* Given information:
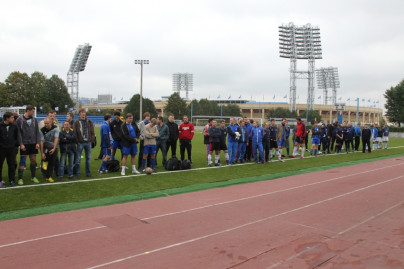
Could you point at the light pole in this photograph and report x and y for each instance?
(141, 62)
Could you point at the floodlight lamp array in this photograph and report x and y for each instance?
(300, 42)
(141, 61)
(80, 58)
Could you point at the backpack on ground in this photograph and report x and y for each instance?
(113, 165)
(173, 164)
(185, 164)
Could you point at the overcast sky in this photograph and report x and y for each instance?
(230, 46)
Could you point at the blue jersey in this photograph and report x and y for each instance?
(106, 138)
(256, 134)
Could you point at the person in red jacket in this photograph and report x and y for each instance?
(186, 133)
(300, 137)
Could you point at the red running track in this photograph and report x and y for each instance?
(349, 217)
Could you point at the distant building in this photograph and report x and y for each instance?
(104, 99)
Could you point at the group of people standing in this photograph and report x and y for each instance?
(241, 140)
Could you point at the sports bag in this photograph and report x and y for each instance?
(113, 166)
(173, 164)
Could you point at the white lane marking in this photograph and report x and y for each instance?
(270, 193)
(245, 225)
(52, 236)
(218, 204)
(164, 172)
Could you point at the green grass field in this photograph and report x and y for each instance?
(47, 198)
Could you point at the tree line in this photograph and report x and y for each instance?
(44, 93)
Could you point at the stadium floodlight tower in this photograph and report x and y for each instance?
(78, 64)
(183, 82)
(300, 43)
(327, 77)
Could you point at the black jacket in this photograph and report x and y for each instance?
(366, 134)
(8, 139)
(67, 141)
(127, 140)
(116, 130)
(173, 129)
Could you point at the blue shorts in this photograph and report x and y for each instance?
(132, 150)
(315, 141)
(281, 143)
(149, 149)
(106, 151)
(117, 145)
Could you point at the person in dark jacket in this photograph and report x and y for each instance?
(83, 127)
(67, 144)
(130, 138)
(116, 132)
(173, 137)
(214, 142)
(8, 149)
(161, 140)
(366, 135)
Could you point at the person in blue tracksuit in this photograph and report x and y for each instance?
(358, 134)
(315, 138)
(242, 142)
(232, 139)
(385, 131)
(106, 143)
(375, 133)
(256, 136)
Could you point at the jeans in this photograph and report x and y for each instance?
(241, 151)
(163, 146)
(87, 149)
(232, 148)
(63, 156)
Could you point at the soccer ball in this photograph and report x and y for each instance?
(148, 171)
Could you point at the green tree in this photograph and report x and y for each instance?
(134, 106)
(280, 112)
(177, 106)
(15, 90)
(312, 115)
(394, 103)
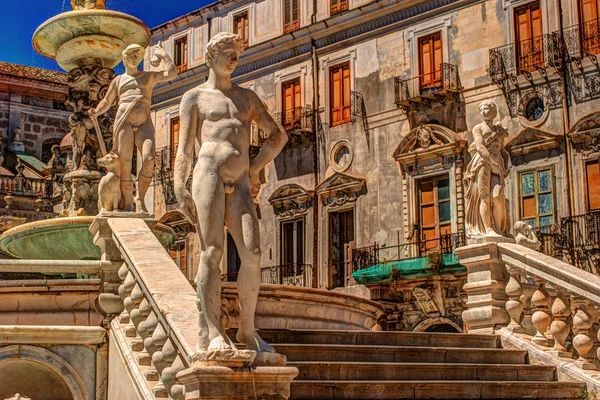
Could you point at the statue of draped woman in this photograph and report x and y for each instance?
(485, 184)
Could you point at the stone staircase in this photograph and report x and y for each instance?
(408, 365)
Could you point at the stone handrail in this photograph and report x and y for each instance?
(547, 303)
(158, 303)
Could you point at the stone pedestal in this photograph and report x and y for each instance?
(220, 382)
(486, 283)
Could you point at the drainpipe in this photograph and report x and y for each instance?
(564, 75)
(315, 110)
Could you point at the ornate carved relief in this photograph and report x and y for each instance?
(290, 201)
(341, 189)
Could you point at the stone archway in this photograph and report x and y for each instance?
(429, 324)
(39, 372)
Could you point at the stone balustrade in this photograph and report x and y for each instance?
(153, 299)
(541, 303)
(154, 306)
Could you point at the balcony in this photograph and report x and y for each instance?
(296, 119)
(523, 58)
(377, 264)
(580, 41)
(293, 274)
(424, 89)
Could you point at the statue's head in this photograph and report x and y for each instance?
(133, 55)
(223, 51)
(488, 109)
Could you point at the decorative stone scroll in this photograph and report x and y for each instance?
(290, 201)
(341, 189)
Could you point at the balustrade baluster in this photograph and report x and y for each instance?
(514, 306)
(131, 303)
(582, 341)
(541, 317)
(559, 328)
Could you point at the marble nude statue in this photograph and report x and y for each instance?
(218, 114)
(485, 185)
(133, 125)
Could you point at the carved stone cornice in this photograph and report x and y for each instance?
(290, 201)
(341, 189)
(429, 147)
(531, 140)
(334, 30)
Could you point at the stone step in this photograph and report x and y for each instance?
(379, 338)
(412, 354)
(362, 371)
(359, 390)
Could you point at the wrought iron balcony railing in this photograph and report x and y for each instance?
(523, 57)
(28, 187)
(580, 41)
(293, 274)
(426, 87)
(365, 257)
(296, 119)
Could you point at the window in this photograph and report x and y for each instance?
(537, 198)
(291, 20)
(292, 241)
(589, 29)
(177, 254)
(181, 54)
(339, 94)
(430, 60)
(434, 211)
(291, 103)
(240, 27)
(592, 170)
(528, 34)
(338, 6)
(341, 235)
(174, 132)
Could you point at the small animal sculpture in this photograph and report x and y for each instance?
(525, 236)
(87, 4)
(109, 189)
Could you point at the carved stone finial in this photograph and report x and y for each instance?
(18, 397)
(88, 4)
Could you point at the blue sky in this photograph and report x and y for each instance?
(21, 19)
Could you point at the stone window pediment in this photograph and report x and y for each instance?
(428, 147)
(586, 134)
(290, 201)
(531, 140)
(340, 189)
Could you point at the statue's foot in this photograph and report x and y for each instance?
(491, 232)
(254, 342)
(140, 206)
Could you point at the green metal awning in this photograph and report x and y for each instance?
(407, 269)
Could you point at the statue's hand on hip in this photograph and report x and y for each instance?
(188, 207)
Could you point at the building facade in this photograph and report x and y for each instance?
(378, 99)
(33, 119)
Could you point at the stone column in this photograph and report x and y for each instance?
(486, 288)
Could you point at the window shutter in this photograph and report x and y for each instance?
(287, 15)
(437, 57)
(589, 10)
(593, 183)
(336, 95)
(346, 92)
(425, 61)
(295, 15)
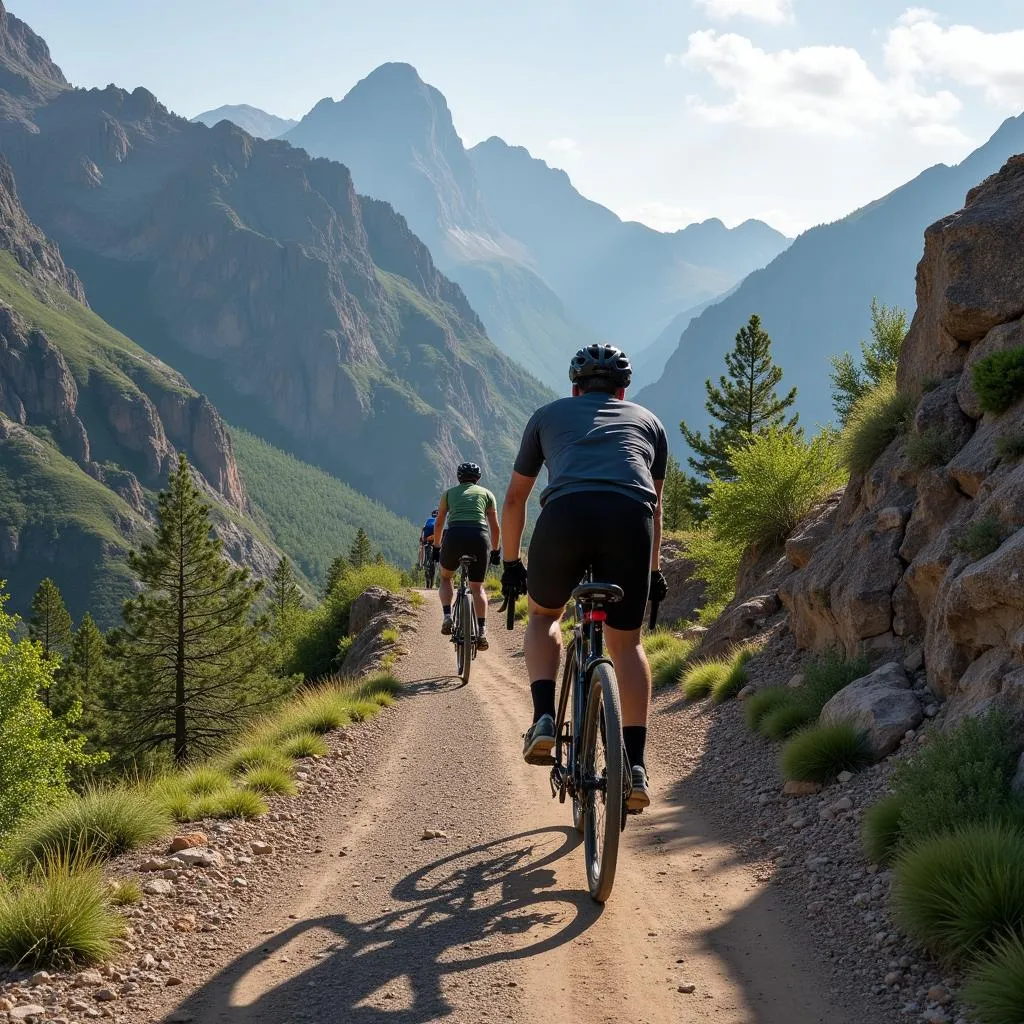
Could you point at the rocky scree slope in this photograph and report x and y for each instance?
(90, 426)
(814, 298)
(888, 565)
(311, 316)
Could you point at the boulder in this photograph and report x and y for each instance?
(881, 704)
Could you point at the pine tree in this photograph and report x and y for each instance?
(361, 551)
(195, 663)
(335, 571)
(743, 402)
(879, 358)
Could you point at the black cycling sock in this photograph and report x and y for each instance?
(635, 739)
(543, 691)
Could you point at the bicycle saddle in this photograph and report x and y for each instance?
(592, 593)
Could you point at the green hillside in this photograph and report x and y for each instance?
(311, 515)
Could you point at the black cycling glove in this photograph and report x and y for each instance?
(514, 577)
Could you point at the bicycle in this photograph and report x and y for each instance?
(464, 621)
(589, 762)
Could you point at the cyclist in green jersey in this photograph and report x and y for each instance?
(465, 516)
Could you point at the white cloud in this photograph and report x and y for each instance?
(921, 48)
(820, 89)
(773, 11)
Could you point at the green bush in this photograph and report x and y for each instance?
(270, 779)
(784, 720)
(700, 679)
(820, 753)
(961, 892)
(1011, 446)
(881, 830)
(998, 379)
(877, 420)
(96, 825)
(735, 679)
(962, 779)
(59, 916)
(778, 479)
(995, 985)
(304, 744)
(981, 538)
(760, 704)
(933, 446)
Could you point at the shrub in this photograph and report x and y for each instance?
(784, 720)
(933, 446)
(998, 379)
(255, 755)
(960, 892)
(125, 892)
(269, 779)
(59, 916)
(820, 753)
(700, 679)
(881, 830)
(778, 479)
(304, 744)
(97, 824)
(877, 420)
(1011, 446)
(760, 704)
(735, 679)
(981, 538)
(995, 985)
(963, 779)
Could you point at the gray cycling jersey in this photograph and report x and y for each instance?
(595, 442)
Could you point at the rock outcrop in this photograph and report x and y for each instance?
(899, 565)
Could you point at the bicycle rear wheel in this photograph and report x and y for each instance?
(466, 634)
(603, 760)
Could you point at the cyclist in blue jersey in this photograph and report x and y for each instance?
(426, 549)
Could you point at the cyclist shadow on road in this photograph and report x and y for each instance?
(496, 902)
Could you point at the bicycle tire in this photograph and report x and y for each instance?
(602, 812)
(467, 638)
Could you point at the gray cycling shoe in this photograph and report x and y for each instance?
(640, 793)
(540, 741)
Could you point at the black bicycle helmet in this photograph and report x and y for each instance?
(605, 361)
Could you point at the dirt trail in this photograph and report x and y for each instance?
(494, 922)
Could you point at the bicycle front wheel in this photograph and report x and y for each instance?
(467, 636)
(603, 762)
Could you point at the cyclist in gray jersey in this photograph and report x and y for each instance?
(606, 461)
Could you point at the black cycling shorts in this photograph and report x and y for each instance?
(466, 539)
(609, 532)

* Directions for this task:
Could you arrange the stretch of the records from the line containing "Could you point at the bicycle front" through the end of the records as a JSON list of strings, one string per line, leaving out blank lines?

* Response to this exercise:
[
  "Could you point at the bicycle front wheel in this photograph and report x and y for each instance?",
  "(467, 636)",
  "(603, 762)",
  "Could you point at the cyclist in gray jersey in this photograph and report x and y for each instance?",
  "(606, 461)",
  "Could you point at the black cycling shorts in this photograph and report x and y for each instance?",
  "(466, 539)",
  "(609, 532)"
]